• **Kutipan Pilihan**:
⁂

Tasawuf/Akhlak

Teladan Cara Belajar Imam Az-Zuhri

Jum, 24 Februari 2023 | 19:00 WIB

Teladan Cara Belajar Imam Az-Zuhri

Ilustrasi: Akal (via LinkedIn).

Nama lengkapnya Abu Bakar Muhammad bin Muslim bin Ubaidillah bin Abdullah bin Syihab Al-Madani Az-Zuhri, atau lebih dikenal dengan nama Ibnu Syihab Az-Zuhri (wafat 123 H). Ia adalah guru Imam Malik bin Anas, Imam Al-Laitsi, Imam Ibnu Abi Dzi’ib, dan imam-imam lainnya dari generasi tabi’it tabi’in. Ia dijuluki al-imâm Al-‘âlim (imam yang ‘alim). Imam Ahmad bin Hanbal mengatakan:
 

الزهري أحسن الناس حديثا، وأجود الناس إسنادا

 

Artinya, “Az-Zuhri adalah orang terbaik (dalam) hadits, dan orang terbaik (dalam) isnad (transmisi hadits).” (Ad-Dzahabi, Siyar A’lâmin Nubalâ’, [Beirut, Muassasah Ar-Risalah: 2001], juz V, halaman 336).

⁂

• **Bahan yang Disediakan**:

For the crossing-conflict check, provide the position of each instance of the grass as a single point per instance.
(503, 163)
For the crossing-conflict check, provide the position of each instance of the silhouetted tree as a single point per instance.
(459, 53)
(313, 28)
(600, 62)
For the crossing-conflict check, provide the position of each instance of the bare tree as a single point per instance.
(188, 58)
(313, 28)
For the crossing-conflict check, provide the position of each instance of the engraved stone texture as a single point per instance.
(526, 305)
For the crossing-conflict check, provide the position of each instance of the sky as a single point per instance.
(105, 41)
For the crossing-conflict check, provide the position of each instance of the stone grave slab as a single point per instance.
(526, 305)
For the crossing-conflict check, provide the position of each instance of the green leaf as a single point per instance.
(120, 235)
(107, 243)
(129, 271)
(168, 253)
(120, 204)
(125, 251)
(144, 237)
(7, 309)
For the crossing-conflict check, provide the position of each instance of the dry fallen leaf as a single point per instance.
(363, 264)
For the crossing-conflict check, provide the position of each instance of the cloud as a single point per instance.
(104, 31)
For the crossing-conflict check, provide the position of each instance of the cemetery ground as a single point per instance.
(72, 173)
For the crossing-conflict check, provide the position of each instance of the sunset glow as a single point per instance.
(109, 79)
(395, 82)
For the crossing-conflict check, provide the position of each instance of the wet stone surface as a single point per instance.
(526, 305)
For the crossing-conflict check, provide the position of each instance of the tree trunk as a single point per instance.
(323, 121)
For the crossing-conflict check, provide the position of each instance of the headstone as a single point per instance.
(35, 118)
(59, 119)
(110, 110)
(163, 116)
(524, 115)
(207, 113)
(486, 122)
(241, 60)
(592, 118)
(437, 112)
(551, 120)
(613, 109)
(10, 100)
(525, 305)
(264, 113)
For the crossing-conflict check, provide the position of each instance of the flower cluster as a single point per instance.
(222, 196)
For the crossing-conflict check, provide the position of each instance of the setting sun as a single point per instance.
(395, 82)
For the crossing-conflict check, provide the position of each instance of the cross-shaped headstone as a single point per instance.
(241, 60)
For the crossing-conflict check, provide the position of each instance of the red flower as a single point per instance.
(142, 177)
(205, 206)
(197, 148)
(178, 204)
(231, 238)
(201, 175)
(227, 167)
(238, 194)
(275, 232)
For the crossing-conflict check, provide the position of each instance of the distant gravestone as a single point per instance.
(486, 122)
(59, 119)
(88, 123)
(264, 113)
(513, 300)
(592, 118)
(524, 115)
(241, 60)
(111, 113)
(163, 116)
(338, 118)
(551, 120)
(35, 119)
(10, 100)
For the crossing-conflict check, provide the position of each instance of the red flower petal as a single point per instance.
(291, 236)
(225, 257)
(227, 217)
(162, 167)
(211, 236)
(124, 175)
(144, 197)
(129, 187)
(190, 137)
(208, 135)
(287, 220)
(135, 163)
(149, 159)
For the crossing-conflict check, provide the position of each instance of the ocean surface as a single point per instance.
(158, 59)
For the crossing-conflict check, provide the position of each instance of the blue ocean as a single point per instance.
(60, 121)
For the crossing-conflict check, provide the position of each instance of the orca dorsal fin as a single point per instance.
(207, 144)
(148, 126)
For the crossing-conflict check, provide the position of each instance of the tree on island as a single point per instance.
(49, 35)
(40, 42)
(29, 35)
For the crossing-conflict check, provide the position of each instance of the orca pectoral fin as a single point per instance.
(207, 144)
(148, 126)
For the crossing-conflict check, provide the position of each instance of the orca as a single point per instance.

⁂

• **Tugas Latihan**:
1 – Berdasarkan ucapan Imam Ahmad bin Hanbal yang dikutip dalam teks tentang Imam Az-Zuhri, dalam dua hal apa Az-Zuhri disebut sebagai orang terbaik?
2 – Tulis ulang bagian teks tentang Imam Az-Zuhri dari "Nama lengkapnya Abu" sampai dengan "V, halaman 336).", dan tukar "guru" dengan "pengajar".
Baris-baris di atas diambil dari sumber yang berbeda.

• **Urutan Jawaban**:
1 – Menurut Imam Ahmad bin Hanbal, Az-Zuhri adalah orang terbaik dalam hadits dan orang terbaik dalam isnad, yaitu transmisi hadits.

2 –
Nama lengkapnya Abu Bakar Muhammad bin Muslim bin Ubaidillah bin Abdullah bin Syihab Al-Madani Az-Zuhri, atau lebih dikenal dengan nama Ibnu Syihab Az-Zuhri (wafat 123 H). Ia adalah pengajar Imam Malik bin Anas, Imam Al-Laitsi, Imam Ibnu Abi Dzi’ib, dan imam-imam lainnya dari generasi tabi’it tabi’in. Ia dijuluki al-imâm Al-‘âlim (imam yang ‘alim). Imam Ahmad bin Hanbal mengatakan:
 

الزهري أحسن الناس حديثا، وأجود الناس إسنادا

 

Artinya, “Az-Zuhri adalah orang terbaik (dalam) hadits, dan orang terbaik (dalam) isnad (transmisi hadits).” (Ad-Dzahabi, Siyar A’lâmin Nubalâ’, [Beirut, Muassasah Ar-Risalah: 2001], juz V, halaman 336).